### Dataset

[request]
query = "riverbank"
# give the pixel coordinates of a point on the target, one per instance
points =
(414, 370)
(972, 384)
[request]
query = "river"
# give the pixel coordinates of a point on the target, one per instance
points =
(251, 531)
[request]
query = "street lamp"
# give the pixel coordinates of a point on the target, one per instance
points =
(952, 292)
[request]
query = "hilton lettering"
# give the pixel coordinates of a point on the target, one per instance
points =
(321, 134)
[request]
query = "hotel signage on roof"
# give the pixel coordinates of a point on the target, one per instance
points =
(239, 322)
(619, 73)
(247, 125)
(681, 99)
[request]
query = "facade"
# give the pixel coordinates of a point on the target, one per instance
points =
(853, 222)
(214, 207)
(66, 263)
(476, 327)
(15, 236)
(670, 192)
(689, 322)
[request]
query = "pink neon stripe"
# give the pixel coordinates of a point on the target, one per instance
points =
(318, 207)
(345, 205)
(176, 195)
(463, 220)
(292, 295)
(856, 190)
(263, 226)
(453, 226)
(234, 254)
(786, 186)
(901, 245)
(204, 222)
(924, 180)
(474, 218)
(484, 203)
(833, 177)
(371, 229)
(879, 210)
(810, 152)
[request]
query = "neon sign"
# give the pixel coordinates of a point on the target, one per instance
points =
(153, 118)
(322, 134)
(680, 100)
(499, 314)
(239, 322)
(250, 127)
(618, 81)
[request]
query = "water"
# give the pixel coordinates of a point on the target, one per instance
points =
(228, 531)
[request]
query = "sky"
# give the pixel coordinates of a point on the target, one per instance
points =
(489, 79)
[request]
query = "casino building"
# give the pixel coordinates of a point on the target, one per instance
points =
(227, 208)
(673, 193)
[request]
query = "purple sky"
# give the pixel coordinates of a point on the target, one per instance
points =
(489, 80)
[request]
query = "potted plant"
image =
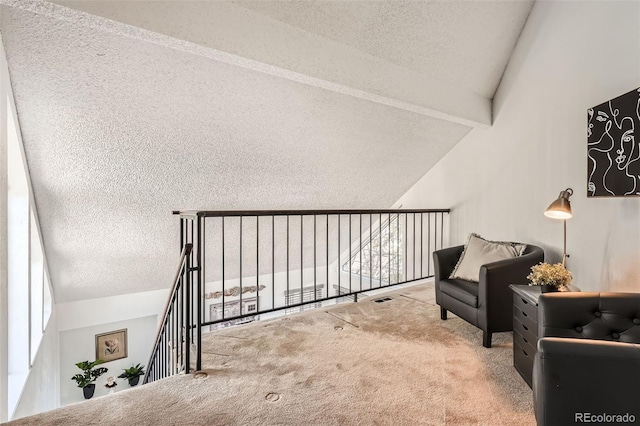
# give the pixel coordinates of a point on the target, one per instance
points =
(132, 374)
(89, 375)
(550, 277)
(111, 384)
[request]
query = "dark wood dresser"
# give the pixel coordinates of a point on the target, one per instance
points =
(525, 328)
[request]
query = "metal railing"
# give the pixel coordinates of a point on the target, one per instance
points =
(258, 263)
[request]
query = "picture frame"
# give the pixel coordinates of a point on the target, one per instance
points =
(112, 345)
(613, 159)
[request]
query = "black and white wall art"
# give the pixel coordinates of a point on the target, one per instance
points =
(613, 152)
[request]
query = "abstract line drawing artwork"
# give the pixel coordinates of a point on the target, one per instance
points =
(613, 152)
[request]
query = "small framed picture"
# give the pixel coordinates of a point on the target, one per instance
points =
(112, 345)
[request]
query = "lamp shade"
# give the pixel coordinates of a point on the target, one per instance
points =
(561, 207)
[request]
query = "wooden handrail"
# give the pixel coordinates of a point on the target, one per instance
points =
(186, 251)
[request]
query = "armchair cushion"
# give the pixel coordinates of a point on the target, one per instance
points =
(588, 358)
(478, 252)
(464, 291)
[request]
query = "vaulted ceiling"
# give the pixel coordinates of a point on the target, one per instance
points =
(132, 109)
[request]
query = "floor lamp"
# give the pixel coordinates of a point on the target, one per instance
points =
(561, 209)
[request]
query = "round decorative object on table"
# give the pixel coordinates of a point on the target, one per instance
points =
(89, 390)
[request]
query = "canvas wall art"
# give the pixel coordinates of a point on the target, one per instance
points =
(111, 346)
(613, 152)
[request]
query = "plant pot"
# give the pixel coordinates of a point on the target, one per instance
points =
(89, 390)
(548, 288)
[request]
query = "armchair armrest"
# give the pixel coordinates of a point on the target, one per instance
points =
(496, 277)
(570, 377)
(445, 260)
(509, 271)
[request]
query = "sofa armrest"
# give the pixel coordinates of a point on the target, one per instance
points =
(577, 378)
(445, 260)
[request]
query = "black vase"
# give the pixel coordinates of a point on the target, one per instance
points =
(89, 390)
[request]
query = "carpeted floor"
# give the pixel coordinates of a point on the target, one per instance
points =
(365, 363)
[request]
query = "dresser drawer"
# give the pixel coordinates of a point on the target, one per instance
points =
(526, 341)
(523, 362)
(528, 308)
(527, 322)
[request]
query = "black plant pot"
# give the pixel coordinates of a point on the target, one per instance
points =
(89, 390)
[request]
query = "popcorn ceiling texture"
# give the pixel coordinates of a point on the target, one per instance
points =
(120, 129)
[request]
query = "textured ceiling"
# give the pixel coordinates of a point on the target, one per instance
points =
(119, 130)
(464, 43)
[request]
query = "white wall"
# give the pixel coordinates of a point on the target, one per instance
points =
(571, 56)
(42, 391)
(79, 322)
(4, 330)
(79, 345)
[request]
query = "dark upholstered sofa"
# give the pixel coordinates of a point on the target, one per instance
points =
(588, 361)
(487, 304)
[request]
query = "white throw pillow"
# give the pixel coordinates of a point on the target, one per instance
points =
(478, 252)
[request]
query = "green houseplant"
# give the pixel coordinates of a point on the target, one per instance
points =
(132, 374)
(550, 277)
(89, 375)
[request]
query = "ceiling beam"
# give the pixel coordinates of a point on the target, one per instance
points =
(228, 33)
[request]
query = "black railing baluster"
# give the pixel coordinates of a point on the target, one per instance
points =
(223, 271)
(360, 250)
(389, 249)
(414, 246)
(339, 255)
(199, 299)
(441, 230)
(288, 298)
(397, 248)
(315, 283)
(380, 249)
(406, 238)
(429, 244)
(187, 358)
(184, 317)
(370, 251)
(258, 262)
(273, 261)
(240, 266)
(301, 257)
(421, 243)
(350, 255)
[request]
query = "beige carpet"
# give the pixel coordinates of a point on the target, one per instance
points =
(365, 363)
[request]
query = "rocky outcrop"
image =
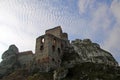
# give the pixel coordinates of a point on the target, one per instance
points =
(12, 59)
(9, 61)
(91, 52)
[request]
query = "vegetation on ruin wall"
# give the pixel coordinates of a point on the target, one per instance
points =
(82, 71)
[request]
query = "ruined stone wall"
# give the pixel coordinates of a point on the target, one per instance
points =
(49, 50)
(25, 58)
(57, 31)
(64, 36)
(41, 52)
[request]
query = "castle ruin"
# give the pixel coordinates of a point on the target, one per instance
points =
(49, 48)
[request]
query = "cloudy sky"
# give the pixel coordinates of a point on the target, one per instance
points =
(21, 21)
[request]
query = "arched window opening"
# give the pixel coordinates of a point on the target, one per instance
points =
(54, 41)
(53, 48)
(59, 50)
(41, 47)
(38, 61)
(53, 59)
(42, 40)
(62, 46)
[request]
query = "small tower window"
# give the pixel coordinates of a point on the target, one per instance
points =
(54, 41)
(53, 59)
(41, 47)
(42, 40)
(62, 46)
(59, 50)
(53, 48)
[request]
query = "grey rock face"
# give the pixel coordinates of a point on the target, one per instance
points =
(60, 73)
(91, 52)
(9, 60)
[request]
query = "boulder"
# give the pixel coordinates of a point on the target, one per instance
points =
(91, 52)
(9, 60)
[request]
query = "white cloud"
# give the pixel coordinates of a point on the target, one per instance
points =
(112, 43)
(84, 5)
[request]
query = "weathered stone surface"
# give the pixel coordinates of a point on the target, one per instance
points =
(91, 52)
(9, 60)
(60, 73)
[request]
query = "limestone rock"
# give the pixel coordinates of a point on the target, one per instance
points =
(91, 52)
(9, 60)
(60, 73)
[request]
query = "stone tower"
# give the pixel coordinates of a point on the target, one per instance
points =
(49, 48)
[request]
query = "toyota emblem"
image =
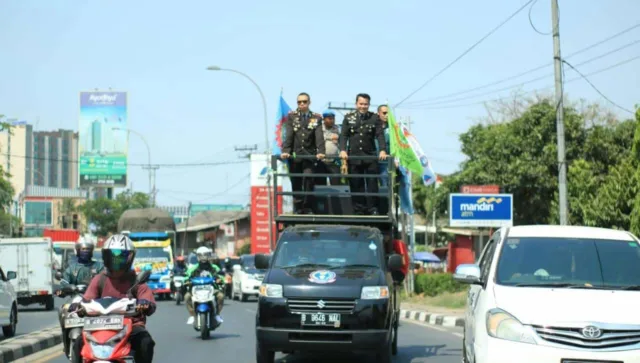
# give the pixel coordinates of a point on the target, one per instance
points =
(591, 332)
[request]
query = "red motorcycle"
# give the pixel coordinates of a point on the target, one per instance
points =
(107, 327)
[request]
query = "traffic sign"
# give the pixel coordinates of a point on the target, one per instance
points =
(480, 210)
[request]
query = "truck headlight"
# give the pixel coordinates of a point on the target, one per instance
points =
(374, 292)
(502, 325)
(270, 290)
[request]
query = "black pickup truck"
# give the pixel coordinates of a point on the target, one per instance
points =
(331, 286)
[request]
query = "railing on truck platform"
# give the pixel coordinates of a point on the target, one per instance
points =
(334, 203)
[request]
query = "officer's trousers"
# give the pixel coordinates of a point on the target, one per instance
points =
(363, 204)
(301, 202)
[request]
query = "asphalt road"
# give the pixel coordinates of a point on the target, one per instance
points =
(234, 341)
(34, 317)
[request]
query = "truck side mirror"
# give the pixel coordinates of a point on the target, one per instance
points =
(262, 261)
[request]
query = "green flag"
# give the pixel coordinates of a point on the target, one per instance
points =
(400, 147)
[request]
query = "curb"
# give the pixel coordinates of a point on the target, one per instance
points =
(27, 344)
(433, 319)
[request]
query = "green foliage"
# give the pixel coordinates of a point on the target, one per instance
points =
(105, 213)
(436, 284)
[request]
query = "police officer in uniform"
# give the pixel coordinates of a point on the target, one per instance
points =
(303, 136)
(360, 130)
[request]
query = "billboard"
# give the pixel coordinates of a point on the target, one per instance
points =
(480, 210)
(260, 205)
(103, 139)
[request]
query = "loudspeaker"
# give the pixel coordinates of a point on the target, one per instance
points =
(334, 204)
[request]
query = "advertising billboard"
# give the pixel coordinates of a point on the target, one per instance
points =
(103, 139)
(480, 210)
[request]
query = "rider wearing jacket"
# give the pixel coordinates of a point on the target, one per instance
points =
(118, 254)
(206, 267)
(78, 272)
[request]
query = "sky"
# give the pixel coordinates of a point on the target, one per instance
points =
(158, 53)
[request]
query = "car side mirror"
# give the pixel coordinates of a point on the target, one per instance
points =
(262, 261)
(395, 262)
(468, 274)
(11, 275)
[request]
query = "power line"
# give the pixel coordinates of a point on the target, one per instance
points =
(528, 81)
(531, 91)
(175, 165)
(464, 53)
(532, 70)
(596, 88)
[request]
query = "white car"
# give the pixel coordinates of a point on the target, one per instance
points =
(556, 294)
(8, 304)
(246, 278)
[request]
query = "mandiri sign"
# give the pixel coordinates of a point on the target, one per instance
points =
(480, 210)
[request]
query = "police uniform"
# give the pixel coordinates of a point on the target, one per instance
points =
(303, 136)
(358, 137)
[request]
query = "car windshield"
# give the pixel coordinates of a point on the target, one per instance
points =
(569, 262)
(328, 253)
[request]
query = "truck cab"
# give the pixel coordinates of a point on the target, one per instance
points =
(332, 284)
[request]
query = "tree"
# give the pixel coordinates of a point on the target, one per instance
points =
(105, 213)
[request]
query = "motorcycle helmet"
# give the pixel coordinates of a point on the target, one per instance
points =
(84, 249)
(118, 253)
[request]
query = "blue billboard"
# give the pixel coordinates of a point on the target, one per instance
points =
(480, 210)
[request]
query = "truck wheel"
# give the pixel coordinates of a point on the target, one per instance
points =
(10, 330)
(263, 355)
(48, 304)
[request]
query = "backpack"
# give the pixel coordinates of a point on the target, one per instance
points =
(103, 279)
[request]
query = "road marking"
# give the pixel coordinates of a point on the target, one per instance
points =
(434, 327)
(43, 356)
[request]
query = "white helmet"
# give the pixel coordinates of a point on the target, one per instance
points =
(118, 253)
(204, 254)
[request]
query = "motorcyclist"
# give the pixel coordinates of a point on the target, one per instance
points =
(118, 254)
(205, 256)
(78, 272)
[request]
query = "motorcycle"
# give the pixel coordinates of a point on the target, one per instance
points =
(108, 325)
(178, 282)
(72, 324)
(203, 297)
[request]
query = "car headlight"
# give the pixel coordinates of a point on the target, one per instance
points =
(374, 292)
(503, 325)
(271, 290)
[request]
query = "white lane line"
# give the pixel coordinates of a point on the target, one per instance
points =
(434, 327)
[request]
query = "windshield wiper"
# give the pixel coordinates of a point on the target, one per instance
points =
(355, 265)
(556, 284)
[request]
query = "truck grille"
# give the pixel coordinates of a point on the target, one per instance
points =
(573, 337)
(320, 305)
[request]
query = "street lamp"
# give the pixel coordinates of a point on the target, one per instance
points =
(151, 188)
(266, 140)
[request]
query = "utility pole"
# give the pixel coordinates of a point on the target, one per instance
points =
(152, 182)
(562, 165)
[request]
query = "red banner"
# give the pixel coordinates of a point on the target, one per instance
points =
(260, 219)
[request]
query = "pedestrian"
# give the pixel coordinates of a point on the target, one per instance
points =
(303, 138)
(360, 130)
(331, 163)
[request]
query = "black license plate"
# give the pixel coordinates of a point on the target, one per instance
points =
(320, 319)
(103, 323)
(73, 322)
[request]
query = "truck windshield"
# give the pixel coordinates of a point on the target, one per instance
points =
(328, 254)
(569, 262)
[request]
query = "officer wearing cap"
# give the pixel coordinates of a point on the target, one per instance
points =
(360, 130)
(303, 137)
(330, 164)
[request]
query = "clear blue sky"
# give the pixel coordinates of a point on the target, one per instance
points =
(158, 52)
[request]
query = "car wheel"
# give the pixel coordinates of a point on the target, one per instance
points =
(10, 330)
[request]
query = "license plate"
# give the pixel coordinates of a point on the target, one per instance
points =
(320, 319)
(73, 322)
(103, 323)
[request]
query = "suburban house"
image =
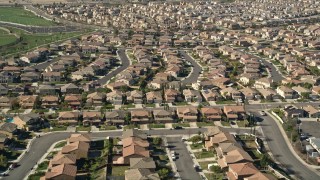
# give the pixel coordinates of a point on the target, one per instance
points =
(192, 95)
(96, 99)
(115, 97)
(114, 117)
(187, 113)
(70, 89)
(135, 97)
(27, 101)
(28, 122)
(211, 113)
(163, 116)
(68, 117)
(91, 118)
(234, 112)
(50, 101)
(311, 111)
(154, 97)
(140, 116)
(285, 92)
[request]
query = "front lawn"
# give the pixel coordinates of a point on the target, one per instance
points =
(242, 123)
(84, 128)
(119, 170)
(155, 126)
(196, 146)
(225, 123)
(60, 144)
(204, 154)
(43, 166)
(202, 124)
(180, 124)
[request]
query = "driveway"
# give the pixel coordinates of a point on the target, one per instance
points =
(184, 161)
(281, 151)
(193, 77)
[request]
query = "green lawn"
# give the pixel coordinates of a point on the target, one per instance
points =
(242, 123)
(225, 123)
(225, 102)
(83, 128)
(60, 144)
(202, 124)
(7, 39)
(204, 154)
(21, 16)
(204, 165)
(119, 170)
(196, 146)
(156, 126)
(36, 176)
(30, 41)
(43, 166)
(181, 124)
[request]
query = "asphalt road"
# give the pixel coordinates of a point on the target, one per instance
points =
(183, 162)
(196, 70)
(38, 29)
(125, 62)
(281, 151)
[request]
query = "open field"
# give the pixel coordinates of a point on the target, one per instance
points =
(30, 41)
(21, 16)
(6, 38)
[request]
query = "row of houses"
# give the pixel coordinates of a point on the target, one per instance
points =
(64, 164)
(232, 158)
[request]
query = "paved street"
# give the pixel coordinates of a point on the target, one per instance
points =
(125, 62)
(281, 151)
(184, 162)
(196, 70)
(40, 146)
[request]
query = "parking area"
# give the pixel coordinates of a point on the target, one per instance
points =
(184, 162)
(311, 128)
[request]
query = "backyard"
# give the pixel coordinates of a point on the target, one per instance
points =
(21, 16)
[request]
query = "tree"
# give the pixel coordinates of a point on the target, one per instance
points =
(163, 173)
(157, 141)
(195, 139)
(3, 161)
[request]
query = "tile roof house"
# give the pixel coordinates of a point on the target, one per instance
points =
(139, 174)
(187, 113)
(221, 137)
(68, 117)
(115, 97)
(79, 149)
(114, 117)
(70, 89)
(49, 101)
(91, 118)
(233, 157)
(163, 116)
(285, 92)
(60, 158)
(211, 113)
(140, 116)
(63, 171)
(171, 95)
(241, 170)
(27, 101)
(192, 95)
(142, 163)
(234, 112)
(311, 111)
(154, 97)
(135, 97)
(28, 122)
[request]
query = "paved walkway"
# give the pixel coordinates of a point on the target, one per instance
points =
(193, 124)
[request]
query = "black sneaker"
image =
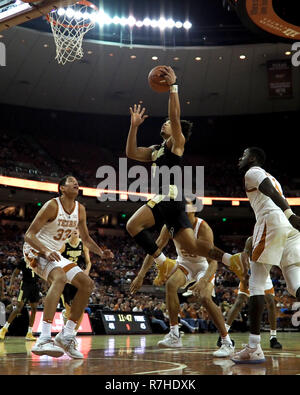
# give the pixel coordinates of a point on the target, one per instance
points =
(219, 342)
(274, 343)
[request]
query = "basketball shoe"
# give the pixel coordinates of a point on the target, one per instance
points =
(170, 340)
(164, 271)
(45, 346)
(3, 333)
(29, 336)
(249, 355)
(226, 350)
(69, 344)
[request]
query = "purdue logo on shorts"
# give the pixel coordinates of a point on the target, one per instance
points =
(171, 231)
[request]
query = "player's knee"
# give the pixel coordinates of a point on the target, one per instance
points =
(171, 286)
(205, 299)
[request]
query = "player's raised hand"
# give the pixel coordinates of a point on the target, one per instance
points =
(169, 75)
(137, 115)
(295, 221)
(51, 256)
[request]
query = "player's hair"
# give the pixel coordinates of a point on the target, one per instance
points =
(62, 182)
(259, 155)
(186, 127)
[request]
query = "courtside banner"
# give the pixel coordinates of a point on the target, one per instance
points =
(58, 323)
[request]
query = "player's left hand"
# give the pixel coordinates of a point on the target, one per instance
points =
(199, 286)
(169, 75)
(107, 254)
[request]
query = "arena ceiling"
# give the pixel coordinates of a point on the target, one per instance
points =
(113, 72)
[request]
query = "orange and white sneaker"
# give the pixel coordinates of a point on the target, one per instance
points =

######

*Written instruction*. Which lines in the records above contain the word "white"? Gather each of those lines, copied whole.

*Answer for the task*.
query = "black and white wall art"
query = "white wall"
query = "white throw pillow"
query = "white cloud"
query = "white car"
query = "white helmet"
query = "white lane line"
query = "orange and white sneaker"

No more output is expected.